ASSIGNMENT: The whole listing below needs to be retyped without a single change.

DATA FOR REVIEW:

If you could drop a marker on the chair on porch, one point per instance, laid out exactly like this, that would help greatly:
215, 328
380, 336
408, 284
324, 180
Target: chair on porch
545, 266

RESPONSE TO THIS EXERCISE:
If you could drop a marker on the chair on porch, one point per instance, laid out exactly like this, that would help greatly:
215, 328
380, 336
408, 284
324, 180
Target: chair on porch
545, 266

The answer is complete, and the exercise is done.